— Begin —

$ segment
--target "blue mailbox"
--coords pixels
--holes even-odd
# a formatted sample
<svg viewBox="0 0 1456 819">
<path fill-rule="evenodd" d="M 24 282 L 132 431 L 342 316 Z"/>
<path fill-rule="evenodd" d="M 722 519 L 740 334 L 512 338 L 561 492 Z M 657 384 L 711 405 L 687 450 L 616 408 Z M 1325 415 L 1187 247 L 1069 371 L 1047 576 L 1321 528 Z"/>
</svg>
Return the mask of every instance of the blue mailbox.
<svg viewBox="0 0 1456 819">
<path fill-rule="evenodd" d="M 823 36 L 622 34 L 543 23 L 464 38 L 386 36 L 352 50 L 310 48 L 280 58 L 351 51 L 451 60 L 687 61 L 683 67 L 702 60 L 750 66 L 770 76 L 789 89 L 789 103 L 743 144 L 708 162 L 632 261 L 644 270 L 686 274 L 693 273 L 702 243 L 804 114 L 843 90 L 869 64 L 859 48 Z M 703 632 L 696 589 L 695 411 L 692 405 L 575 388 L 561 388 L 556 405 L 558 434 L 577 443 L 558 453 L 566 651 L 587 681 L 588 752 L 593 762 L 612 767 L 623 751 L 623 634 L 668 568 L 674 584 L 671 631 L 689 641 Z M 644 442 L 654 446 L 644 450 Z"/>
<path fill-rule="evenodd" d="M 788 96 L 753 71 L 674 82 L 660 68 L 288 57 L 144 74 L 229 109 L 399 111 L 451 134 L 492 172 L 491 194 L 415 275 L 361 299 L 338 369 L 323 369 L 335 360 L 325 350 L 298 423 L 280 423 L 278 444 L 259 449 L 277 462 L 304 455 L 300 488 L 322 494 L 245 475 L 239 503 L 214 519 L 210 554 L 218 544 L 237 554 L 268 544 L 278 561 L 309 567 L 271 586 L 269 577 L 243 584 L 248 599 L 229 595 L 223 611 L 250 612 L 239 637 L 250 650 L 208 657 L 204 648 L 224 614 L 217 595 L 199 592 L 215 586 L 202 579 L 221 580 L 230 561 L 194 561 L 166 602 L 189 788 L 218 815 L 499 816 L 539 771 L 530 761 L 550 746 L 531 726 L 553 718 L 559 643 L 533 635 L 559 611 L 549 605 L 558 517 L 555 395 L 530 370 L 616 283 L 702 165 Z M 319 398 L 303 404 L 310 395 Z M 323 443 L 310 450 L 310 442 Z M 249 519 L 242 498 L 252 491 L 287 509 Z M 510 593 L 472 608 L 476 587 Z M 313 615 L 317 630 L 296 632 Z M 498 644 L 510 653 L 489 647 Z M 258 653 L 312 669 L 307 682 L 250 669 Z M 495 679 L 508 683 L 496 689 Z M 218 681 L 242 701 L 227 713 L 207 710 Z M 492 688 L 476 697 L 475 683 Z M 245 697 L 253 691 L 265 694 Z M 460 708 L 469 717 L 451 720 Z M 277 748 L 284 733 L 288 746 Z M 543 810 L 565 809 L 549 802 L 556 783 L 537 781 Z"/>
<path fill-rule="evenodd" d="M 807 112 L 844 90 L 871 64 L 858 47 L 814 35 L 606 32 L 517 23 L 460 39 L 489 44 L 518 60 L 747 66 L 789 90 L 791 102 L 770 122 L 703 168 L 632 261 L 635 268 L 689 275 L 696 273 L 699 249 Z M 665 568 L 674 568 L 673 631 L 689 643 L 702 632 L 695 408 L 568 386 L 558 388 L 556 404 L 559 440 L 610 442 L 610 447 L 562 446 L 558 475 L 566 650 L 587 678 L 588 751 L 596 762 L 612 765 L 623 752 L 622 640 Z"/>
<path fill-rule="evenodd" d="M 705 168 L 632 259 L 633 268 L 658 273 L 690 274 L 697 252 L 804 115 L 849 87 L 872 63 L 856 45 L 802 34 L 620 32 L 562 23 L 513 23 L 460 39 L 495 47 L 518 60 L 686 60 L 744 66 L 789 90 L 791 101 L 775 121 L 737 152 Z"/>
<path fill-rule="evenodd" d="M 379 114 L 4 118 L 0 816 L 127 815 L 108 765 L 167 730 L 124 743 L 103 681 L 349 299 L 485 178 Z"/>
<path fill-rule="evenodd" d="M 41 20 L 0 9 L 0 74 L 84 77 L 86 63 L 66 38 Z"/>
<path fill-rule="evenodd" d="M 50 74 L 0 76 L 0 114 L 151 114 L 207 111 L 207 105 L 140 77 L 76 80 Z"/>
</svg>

— End —

## Aim of the task
Retype the items from their first line through the line holding "788 96 L 753", inclusive, with every character kept the same.

## Result of this exercise
$ segment
--target "blue mailbox"
--coords pixels
--holes even-odd
# a formatted sample
<svg viewBox="0 0 1456 819">
<path fill-rule="evenodd" d="M 24 282 L 132 431 L 342 316 Z"/>
<path fill-rule="evenodd" d="M 722 519 L 740 334 L 512 338 L 561 492 Z M 657 384 L 711 405 L 687 450 L 616 408 Z M 1325 415 L 1187 247 L 1069 371 L 1047 576 L 1321 528 Z"/>
</svg>
Return the mask of every instance of the blue mailbox.
<svg viewBox="0 0 1456 819">
<path fill-rule="evenodd" d="M 823 36 L 622 34 L 543 23 L 464 38 L 386 36 L 352 50 L 310 48 L 280 58 L 351 51 L 451 60 L 687 61 L 683 67 L 702 60 L 750 66 L 770 76 L 789 89 L 789 103 L 743 144 L 708 162 L 632 261 L 644 270 L 686 274 L 693 273 L 702 243 L 804 114 L 843 90 L 869 64 L 859 48 Z M 703 632 L 696 589 L 695 411 L 692 405 L 575 388 L 561 388 L 556 405 L 558 434 L 577 443 L 558 453 L 566 651 L 587 681 L 588 752 L 593 762 L 612 767 L 623 751 L 623 634 L 668 568 L 674 584 L 671 631 L 689 641 Z M 644 442 L 654 446 L 644 450 Z"/>
<path fill-rule="evenodd" d="M 788 96 L 753 71 L 674 82 L 660 68 L 288 57 L 144 74 L 229 109 L 399 111 L 451 134 L 492 172 L 491 194 L 415 275 L 361 299 L 338 369 L 323 369 L 335 360 L 325 350 L 298 423 L 280 423 L 278 444 L 259 449 L 277 462 L 304 455 L 300 488 L 322 494 L 245 475 L 239 503 L 214 519 L 210 554 L 218 544 L 237 554 L 268 544 L 278 561 L 309 567 L 271 586 L 269 577 L 243 584 L 248 599 L 229 595 L 223 611 L 250 612 L 239 637 L 250 650 L 208 657 L 204 648 L 224 614 L 217 595 L 199 592 L 215 586 L 202 579 L 221 580 L 230 561 L 194 561 L 166 602 L 189 788 L 218 815 L 499 816 L 539 771 L 530 761 L 550 746 L 531 726 L 553 718 L 559 643 L 533 635 L 559 611 L 549 605 L 558 517 L 555 395 L 530 370 L 616 283 L 702 165 Z M 319 398 L 303 404 L 310 395 Z M 323 443 L 310 450 L 310 442 Z M 249 519 L 242 498 L 252 491 L 287 509 Z M 510 593 L 472 608 L 476 587 Z M 313 615 L 317 630 L 296 632 Z M 498 644 L 510 653 L 489 647 Z M 258 653 L 312 669 L 307 682 L 250 669 Z M 495 679 L 508 683 L 496 689 Z M 218 681 L 242 701 L 227 713 L 207 710 Z M 492 688 L 476 697 L 475 683 Z M 245 697 L 253 691 L 265 694 Z M 460 708 L 469 717 L 451 720 Z M 277 748 L 284 733 L 288 746 Z M 543 810 L 565 809 L 549 802 L 556 783 L 537 781 Z"/>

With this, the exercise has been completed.